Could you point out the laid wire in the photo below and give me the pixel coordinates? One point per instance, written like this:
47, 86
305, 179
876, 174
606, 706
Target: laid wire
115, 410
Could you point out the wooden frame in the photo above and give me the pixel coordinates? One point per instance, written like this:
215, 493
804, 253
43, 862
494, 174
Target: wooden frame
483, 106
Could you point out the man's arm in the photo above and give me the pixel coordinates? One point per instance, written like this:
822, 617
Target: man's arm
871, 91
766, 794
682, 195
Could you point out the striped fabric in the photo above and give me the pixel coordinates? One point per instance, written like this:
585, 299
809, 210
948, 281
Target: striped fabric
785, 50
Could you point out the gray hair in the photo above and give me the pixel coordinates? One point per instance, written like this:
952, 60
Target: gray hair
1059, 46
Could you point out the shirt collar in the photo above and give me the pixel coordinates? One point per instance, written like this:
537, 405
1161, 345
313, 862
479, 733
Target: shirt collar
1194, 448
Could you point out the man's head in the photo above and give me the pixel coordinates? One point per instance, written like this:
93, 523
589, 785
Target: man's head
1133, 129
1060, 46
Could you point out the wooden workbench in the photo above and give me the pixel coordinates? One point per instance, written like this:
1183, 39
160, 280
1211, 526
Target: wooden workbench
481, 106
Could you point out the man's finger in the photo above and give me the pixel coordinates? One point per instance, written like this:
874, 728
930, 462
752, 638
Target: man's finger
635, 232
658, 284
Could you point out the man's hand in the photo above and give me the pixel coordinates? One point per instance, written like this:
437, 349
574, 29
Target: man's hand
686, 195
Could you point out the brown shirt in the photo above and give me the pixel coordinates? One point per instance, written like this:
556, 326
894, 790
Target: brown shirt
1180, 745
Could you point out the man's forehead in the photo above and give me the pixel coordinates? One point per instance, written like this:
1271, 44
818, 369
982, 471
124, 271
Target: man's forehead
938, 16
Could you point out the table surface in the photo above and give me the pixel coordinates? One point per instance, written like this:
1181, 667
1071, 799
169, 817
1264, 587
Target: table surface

+++

* **About this task**:
Copy out each line in the listing that has the word "table".

* **Result for this task**:
Could you point out the table surface in the photo above and give me the pixel coordinates? One point per instance, written like this:
Target: table surface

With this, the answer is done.